The task — Resume the opinion piece on government planning and the National Budget, writing on from its final sentence.
━━━━━ Selected passage
Marlene Farrugia Monday, 10 November 2014, 10:12 Last update: about 10 years ago

Realities around us can and do change and most of the time, we cannot alter the path of the changes taking place.

We ourselves are also subject to the effects of change. We can be healthy today, now, as we speak, and suffer a crippling stroke in the next minute. We may be  assertively giving orders today, totally helpless and dependent  tomorrow.

Yet being aware of this reality does not deter most of us from  making plans, short-term and long-term plans,  in an endeavour to make life  worth living  for our loved ones, our communities and ourselves.

Roadmaps in place, realistically thought out and costed, we then proceed to the next  step  in normal living, that is to live through those plans and enjoy the fruit and benefits of balanced planning. Financial gain, though important, should play second fiddle to the quality of life, particularly to a state of physical, mental and social well-being  conducive to a life of internal peace and  happiness.

As a mother I cannot restrain myself from  strongly expressing how incredibly important it is to  be able to watch one's children grow into  healthy adults of substance , and conversely how devastating it is to  be compelled to watch  your children struggle to survive  afflictions of whatever nature, the source of which one cannot control.

To my mind, Government to citizen relationship can be viewed as something akin to the ideal mother/ child relationship. Responsible governance should produce a state were the general well being of  all its people  remains the top priority, where citizens in vulnerable situations are helped to find their feet and then encouraged to make their own life. Citizens who cannot help themselves for reasons beyond their control, like the sick and elderly should be consistently and adequately cared for, and all other citizens are freely allowed and encouraged to realise their full potential, while bettering  themselves and their country.

And as happens on an individual basis, a government makes its plans, a pivotal one of which is the National Budget which should go beyond statistics and numbers, and be what it needs to be: A clear declaration of what priorities and values a country stands for.
━━━━━━━━━━
━━━━━ Provided data
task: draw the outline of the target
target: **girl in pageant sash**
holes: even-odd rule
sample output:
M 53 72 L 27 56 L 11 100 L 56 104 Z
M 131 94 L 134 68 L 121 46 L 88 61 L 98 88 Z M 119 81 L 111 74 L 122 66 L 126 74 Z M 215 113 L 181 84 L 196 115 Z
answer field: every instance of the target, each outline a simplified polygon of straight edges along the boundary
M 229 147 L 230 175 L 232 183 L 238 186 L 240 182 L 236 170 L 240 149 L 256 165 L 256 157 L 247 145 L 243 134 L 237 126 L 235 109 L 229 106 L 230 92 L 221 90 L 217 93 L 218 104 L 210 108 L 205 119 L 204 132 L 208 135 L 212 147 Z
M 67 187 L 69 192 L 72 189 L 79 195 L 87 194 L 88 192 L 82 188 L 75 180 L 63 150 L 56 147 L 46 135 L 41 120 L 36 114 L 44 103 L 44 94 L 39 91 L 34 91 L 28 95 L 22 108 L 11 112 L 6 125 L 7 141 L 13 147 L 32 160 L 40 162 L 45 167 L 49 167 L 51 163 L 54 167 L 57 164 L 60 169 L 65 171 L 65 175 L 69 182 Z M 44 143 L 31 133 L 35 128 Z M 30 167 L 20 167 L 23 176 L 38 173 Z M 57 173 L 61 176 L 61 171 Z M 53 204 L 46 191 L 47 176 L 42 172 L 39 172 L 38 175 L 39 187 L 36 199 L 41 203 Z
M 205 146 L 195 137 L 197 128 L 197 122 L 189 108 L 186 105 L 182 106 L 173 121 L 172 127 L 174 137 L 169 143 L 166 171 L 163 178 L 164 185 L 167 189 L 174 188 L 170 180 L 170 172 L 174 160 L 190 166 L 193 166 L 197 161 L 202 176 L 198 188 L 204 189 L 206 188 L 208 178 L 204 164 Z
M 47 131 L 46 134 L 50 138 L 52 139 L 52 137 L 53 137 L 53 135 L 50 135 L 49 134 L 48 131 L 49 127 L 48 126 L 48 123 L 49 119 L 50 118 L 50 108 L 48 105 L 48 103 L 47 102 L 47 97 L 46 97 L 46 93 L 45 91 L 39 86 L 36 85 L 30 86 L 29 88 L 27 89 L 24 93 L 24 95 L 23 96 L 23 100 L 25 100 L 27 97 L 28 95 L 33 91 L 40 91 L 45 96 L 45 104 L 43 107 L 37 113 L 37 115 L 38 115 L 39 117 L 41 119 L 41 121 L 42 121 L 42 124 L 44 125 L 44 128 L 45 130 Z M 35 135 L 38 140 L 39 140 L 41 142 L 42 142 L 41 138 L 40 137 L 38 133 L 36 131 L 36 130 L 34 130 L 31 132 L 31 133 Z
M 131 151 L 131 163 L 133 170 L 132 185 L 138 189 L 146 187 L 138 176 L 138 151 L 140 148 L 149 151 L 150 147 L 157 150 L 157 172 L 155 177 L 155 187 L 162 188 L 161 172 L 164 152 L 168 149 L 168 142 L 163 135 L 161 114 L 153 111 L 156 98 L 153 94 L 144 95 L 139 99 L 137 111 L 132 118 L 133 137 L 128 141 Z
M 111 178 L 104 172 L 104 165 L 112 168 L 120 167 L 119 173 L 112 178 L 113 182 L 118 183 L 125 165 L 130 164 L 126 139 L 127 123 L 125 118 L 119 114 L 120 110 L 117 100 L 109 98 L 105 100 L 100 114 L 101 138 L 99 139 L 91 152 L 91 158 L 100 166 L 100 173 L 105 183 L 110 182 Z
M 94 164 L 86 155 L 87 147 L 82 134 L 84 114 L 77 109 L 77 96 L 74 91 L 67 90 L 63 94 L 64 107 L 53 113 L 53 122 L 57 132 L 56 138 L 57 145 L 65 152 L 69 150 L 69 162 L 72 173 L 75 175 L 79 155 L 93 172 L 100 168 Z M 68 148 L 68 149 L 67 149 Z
━━━━━━━━━━
Answer to this task —
Next Monday, Malta and Gozo will listen to the traditional  budget speech . Our growing National Debt, as in previous years will be somehow shrouded and played down .This year it  will be rendered hardly visible by the glare emanating from our glittering GDP which is set to outshine  our counterparts in most European countries. This is an accomplishment in its own right, true, but it is not a measure of how well our people are living or, or of the extent to which our most precious resource, our human resource, is being  allowed to realise  its full potential. 

Suffice it to say that in the years preceding the materialisation of the 'Arab Spring', Tunisia and Egypt also had sky rocketing GDPs. In any case, any drive for further growth and development in this country, should be empowered by a clear vision of where we want to take this nation, what we want our country to look like, what we want our country to feel like to live in. 

We know many resource rich super wealthy nations, which fail to give their citizens a dignified, healthy, good quality of life.  Undoubtedly, health is the biggest wealth and sound minds and bodies require the clean political, social and physical environment necessary to thrive.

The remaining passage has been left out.